**EXCERPT PROVIDED:**

These APARs affect users of client-side deduplication writing to directory-container or cloud-container storage pools where the IBM Spectrum Protect server version is either V7 or V8.  For version 7, affected fix-pack levels are 7.1.3.0 or higher.  For version 8, affected fix pack levels are 8.1.0.0 or higher.

Problem Resolution:

Fixes for the IBM Spectrum Protect server which resolve both APAR IT28096 and IT29362 will be delivered in the following server levels. This is subject to change at the sole discretion of IBM:

7.1.7.500
7.1.9.300
7.1.10.000
8.1.1.400
8.1.6.200
8.1.7.0 for IT28096 and 8.1.7.100 for IT29362

If you require a fix before these levels become available, contact IBM Software Support.

Recommended Actions:

The following are the recommended actions to perform.  Please review the entire set of instructions first.  There are steps that may be repeated multiple times, often times once per affected storage pool, before proceeding to the next step.  Some steps may not apply to you, such as step 3 may be skipped if you do not have a storage type “CLOUD” storage pool.  The recommended steps are:

  1. Issue the command:  QUERY STGPOOL * FORMAT=DETAILED

    For each storage pool of storage type “DIRECTORY” or “CLOUD”, proceed through the following steps.  If all storage pools for a given server are storage type “DEVCLASS”, then that server is not affected by the APARs discussed in this advisory.

    This needs to be performed for all IBM Spectrum Protect servers. 

     
  2. For each storage pool of storage type “DIRECTORY” identified in step 1, perform the following:

    Steps 2-1 and 2-2 need to be performed on all servers before performing step 2-3.
    1. Minimize the defragmentation processing (which is done through background MOVE CONTAINER operations) for the directory container storage pools. This is done by setting these server options to a value of 99.  The options to set to 99 are:  DEFRAGFSTRIGGER and DEFRAGCNTRTRIGGER.  Before changing these values, issue QUERY OPTION and make note of the current values for these options so that they can be returned to their originally set values after these remediation actions are completed.  The default values are 90 for the DEFRAGFSTRIGGER and 95 for the DEFRAGCNTRTRIGGER.

**DATASET CONTENT:**

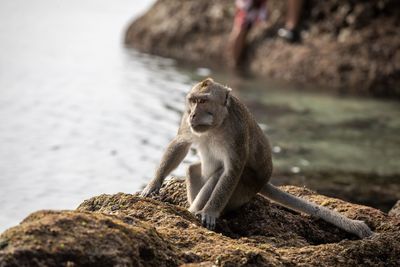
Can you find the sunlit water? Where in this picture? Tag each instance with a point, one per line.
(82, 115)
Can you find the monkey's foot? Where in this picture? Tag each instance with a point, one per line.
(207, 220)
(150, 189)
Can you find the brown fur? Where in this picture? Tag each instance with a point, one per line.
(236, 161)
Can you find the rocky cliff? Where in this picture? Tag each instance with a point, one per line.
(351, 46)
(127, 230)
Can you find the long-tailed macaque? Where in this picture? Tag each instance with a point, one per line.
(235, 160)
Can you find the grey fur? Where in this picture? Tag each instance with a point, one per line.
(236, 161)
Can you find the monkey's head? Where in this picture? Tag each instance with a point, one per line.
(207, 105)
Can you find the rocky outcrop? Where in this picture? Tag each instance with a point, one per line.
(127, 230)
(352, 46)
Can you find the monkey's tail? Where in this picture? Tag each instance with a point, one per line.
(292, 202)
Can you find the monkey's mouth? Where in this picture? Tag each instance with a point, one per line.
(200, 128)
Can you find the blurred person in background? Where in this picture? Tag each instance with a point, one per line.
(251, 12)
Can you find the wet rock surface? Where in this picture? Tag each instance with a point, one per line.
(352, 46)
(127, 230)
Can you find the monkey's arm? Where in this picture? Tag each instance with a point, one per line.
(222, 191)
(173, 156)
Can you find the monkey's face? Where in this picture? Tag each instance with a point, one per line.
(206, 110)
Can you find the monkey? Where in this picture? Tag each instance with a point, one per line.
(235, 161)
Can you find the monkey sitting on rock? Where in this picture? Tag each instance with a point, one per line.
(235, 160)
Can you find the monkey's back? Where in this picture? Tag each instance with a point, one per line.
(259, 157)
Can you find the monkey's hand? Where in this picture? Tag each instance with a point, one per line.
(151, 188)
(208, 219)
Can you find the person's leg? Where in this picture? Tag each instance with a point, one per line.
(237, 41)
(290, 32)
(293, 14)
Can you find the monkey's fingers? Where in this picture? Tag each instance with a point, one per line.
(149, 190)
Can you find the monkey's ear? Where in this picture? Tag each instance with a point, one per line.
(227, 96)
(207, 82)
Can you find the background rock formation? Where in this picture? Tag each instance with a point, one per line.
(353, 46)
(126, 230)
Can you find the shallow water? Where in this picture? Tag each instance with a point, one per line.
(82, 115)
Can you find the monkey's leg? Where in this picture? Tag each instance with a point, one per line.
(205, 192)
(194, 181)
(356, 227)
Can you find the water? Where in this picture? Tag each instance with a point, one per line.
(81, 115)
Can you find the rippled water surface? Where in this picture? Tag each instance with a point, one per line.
==
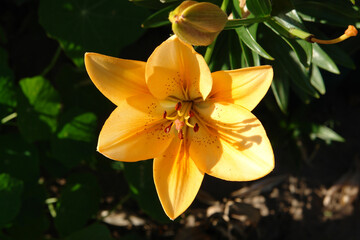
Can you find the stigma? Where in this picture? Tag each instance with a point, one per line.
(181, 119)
--
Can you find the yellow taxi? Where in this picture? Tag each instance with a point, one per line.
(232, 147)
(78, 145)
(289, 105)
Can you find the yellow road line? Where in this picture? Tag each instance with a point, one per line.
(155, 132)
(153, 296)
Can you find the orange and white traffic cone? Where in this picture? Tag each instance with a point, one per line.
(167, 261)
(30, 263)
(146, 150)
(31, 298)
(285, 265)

**TASKS TO PERFORM:**
- 1) Decide whether each statement below agrees with the IBM Spectrum Protect advisory above. Answer yes or no for each, and quote the deciding words of the advisory.
(a) The default value of DEFRAGFSTRIGGER is 95.
(b) A server whose storage pools are all of storage type “DEVCLASS” is not affected by the APARs.
(c) Steps 2-1 and 2-2 may be finished on one server and step 2-3 begun there before the other servers are handled.
- 2) Write the next part of the IBM Spectrum Protect advisory, beginning right after its last sentence.

**ANSWERS FOR THE EXERCISE:**
- 1)
(a) No: "The default values are 90 for the DEFRAGFSTRIGGER and 95 for the DEFRAGCNTRTRIGGER."
(b) Yes: "If all storage pools for a given server are storage type “DEVCLASS”, then that server is not affected by the APARs discussed in this advisory."
(c) No: "Steps 2-1 and 2-2 need to be performed on all servers before performing step 2-3."

- 2)
      These options can be set using the SETOPT command.  An example of how to set this is to issue the following commands to the IBM Spectrum Protect server:

      SETOPT DEFRAGFSTRIGGER 99
      SETOPT DEFRAGCNTRTRIGGER 99

      NOTE: Manually performed MOVE CONTAINER processes should not be run until the entire set of clean up instructions is complete. If a MOVE CONTAINER process is started before the pool is fully audited (whether manually or automatically), then the audit must be performed again.

       
    2. Doing the following ensures the deduplication catalogs are synchronized so that the AUDIT CONTAINER operations in the following steps are complete:

      For each server that runs the PROTECT STGPOOL command, ensure there is a complete and successful run of PROTECT STGPOOL before proceeding to the next step.

      If REPLICATE NODE is used in the environment (without the use of PROTECT STGPOOL), ensure there is a complete and successful run of REPLICATE NODE before proceeding.   
    3. Perform AUDIT CONTAINER on all container files in the storage pool.  The AUDIT CONTAINER command will audit any container that has a “Last Audit Date” older than the day these AUDIT CONTAINER operations are started. 

      This audit can be performed manually or automatically. To perform it automatically, this is done using storage rules which were introduced in 8.1.5 and higher. This is documented in the following link:
      Audit Storage Rule


      To do this manually, make note of the date when this action is started.  For example, if the date that the fixing level of the server was installed and when the AUDIT CONTAINER operations are started is April 17, 2019 then that is the date that will be used.  The recommended syntax of the command is:

      AUDIT CONTAINER STGPOOL=<name of storage pool> ACTION=SCANALL MAXPR=20 WAIT=NO ENDDATE=04/17/2019

      This will cause all containers in the referenced pool with a last audit date prior to April 17, 2019 to be audited. 

      This command can be scheduled to run every day for some number of hours.  Note that the number of processes used on the command is set to 20 (MAXPR=20).  Care should be used when considering this setting since AUDIT CONTAINER will add I/O load on the system by performing reads from the container storage pool directories.  It will also add additional load on the server while it is performing the calculations to create the cryptographic digest (SHA-1) used to validate the deduplicated extents during the audit processing.  If the AUDIT CONTAINER processing is impacting the performance of the IBM Spectrum Protect server, such as by slowing down client backups, consider cancelling and re-invoking the command with an adjusted MAXPR value depending on the impact of the audit in the environment. There may be opportunity to move the AUDIT CONTAINER to a window that under lighter load. This might allow for a higher MAXPR value for improving runtime performance.

       
    4. To monitor the progress of the AUDIT CONTAINER processing for this pool, consider one of the following: Once all the containers in the referenced directory container storage pool have been audited, proceed to the next step.

      AUDIT CONTAINER processing will mark any deduplicated extents (chunks) that fail to validate as damaged.  These can be viewed with the QUERY DAMAGED command.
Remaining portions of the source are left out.